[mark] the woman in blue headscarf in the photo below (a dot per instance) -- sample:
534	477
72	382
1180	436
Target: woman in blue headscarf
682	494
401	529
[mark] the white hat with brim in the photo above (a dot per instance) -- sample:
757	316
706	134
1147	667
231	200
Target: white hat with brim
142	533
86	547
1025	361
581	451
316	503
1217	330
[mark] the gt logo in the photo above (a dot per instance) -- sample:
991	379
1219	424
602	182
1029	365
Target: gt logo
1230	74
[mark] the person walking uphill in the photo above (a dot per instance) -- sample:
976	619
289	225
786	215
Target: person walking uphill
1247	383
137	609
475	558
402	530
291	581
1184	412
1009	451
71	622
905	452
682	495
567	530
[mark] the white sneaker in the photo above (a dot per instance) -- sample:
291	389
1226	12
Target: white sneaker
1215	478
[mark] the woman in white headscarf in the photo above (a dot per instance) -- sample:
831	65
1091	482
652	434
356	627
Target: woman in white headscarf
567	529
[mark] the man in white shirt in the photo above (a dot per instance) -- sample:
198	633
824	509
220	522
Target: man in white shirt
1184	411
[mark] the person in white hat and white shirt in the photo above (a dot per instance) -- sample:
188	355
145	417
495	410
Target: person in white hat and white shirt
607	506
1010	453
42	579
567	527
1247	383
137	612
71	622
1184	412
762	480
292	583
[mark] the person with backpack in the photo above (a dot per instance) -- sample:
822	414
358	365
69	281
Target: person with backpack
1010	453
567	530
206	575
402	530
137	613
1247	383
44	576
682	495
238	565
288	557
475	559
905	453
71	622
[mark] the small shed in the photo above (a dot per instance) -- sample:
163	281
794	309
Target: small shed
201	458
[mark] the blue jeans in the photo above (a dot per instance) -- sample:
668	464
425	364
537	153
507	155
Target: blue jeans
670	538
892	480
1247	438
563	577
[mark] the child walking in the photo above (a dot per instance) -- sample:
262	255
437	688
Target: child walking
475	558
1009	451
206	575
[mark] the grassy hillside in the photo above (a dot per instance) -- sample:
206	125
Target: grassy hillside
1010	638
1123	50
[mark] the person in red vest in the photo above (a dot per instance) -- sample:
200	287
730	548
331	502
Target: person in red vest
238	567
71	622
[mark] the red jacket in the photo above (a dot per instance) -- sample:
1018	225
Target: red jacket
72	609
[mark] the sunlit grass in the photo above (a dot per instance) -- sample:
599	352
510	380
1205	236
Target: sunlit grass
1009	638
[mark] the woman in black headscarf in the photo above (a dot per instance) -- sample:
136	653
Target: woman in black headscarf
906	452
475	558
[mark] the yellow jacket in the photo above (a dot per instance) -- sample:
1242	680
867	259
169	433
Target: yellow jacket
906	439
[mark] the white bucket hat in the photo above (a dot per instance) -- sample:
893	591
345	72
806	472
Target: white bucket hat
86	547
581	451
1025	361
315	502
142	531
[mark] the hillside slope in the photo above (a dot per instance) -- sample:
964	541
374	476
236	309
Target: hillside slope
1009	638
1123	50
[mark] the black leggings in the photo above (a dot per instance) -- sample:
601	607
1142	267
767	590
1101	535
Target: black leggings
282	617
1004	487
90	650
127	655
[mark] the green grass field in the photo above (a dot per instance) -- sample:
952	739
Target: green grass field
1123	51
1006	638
★ ★ ★ ★
**What this task involves**
Line by line, print the records above exactly as they stand.

**Answer below**
[mark] the woman in blue headscarf in the photo below (a dot per instance) -- sample:
534	477
72	382
1180	436
Target: woman in blue headscarf
682	494
401	529
[mark] the white hat with brim in the photo above (a dot per instance) -- sample:
757	316
706	134
1147	667
231	200
Target: white hat with brim
142	533
86	547
1025	361
581	451
316	503
1217	330
[mark] the gt logo in the photo above (a dot per instance) -- sample:
991	379
1219	424
602	182
1029	365
Target: gt logo
1230	74
[mark] the person walking uphill in the photo above (a dot per instance) -- sample:
976	619
289	225
786	215
Target: person walking uphill
1247	383
137	609
475	558
402	530
291	581
1184	412
1009	451
71	622
905	452
682	495
567	530
[mark] the white sneaker in the photo above (a dot per instance) -- sample:
291	389
1226	12
Target: white sneaker
1215	478
[mark] the woman in white headscarf in the photo above (a dot per instance) -- sample:
831	65
1091	482
652	434
356	627
Target: woman in white headscarf
567	529
[mark] the man in white shirt in the photo above (a dot per instance) -- sample:
198	633
824	509
220	522
Target: man in white shirt
1184	411
[mark] the person in white hat and white shirt in the photo above (a dot per instance) -- sample:
188	355
145	417
495	410
Target: person in white hat and white shirt
607	506
1010	453
42	579
567	527
1247	383
137	612
71	622
1184	412
762	480
292	583
[mark] the person with backpack in the photo above (a dot per instance) -- sample:
822	414
358	365
69	281
Target: person with backpack
1010	453
567	530
206	575
402	530
137	613
1247	383
44	576
682	495
238	565
288	557
475	559
905	453
71	622
[mark] the small shed in the photo above (a dot per instance) -- sample:
163	281
794	309
Target: small shed
201	458
[mark] the blue jeans in the photo above (a dot per instance) -- sample:
668	464
425	364
537	153
507	155
Target: blue jeans
670	538
892	480
1247	438
563	577
[mark] the child walking in the photo above (a dot per instance) -- sample:
262	255
437	688
Target: child walking
475	558
1009	451
206	575
[mark] the grassy hillside in the photo above (a dot per instance) -- sample:
206	125
Target: grassy hillside
1010	638
1123	50
[mark] the person in red vest in the photo above (a dot per instance) -- sample:
200	287
730	548
331	502
Target: person in red vest
238	567
71	622
[mark] the red jacket in the photo above (a dot per instance) -- sample:
1018	225
Target: red jacket
72	609
[mark] the sunlit grass in the photo above (a dot per instance) -- sample:
599	352
510	380
1205	236
Target: sunlit grass
1009	638
[mark] the woman in black headscarf in the photo above (a dot per instance) -- sample:
136	653
Target: woman in black headscarf
906	452
475	558
[mark] the yellow jacket in the photo above (a dot per instance) -- sample:
1242	680
867	259
169	433
Target: yellow jacket
906	439
[mark] the white bucket hat in the photo above (a dot per instance) -- sample:
893	591
345	72
806	472
Target: white bucket hat
86	547
581	451
1025	361
315	502
142	531
[mark] the hillside slope in the photo above (a dot per instance) -- sample:
964	541
374	476
236	309
Target: hillside slope
1009	638
1123	50
[mark] the black leggings in the photo above (a dot per instance) -- sample:
601	607
1142	267
767	590
1101	535
Target: black leggings
282	617
1004	487
90	650
127	655
[mark] the green grass field in the photo above (a dot per instance) -- sample:
952	739
Target: green grass field
1123	51
1006	638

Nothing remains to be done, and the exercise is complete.